## Description of the task:
Rewrite the records from the line containing "gentle wave ->" through the end of the records, including the requests, and scale every answer coordinate by 2.05, rounding each result to a whole number with halves rounded up.

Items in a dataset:
-=-=-

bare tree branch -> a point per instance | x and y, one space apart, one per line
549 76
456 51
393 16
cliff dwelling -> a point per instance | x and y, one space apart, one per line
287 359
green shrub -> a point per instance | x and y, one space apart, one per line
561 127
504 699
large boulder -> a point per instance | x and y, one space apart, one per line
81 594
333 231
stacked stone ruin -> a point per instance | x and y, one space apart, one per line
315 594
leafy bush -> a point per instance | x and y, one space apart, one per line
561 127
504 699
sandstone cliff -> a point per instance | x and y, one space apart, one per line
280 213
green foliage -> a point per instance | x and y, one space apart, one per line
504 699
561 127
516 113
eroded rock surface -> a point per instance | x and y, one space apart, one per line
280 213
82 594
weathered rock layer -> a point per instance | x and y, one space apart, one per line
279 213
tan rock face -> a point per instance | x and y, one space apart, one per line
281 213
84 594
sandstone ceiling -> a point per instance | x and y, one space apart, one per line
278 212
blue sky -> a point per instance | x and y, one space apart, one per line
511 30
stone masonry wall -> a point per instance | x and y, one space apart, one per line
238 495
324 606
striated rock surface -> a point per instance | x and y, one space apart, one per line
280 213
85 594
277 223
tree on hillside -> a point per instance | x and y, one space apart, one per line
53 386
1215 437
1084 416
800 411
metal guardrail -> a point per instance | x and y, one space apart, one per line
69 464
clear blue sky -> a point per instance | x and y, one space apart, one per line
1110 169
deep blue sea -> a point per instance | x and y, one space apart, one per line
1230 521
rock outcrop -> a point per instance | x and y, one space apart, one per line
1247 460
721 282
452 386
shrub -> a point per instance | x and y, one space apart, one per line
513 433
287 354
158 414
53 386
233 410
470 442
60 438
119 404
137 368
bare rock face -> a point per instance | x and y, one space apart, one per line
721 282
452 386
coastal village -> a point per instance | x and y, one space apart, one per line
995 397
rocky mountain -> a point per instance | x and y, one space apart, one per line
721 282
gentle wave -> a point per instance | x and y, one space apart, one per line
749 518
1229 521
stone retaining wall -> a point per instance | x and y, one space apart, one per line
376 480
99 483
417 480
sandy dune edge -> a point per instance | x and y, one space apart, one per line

-=-=-

## Written response:
gentle wave -> a point per instance | x and y, one space apart, one per line
1535 1062
2519 1068
stone retaining wall -> a point per instance | x and y, one space apart, one per line
771 984
203 990
855 984
sandy dune edge -> a point per instance | x and y, one space apart, one per line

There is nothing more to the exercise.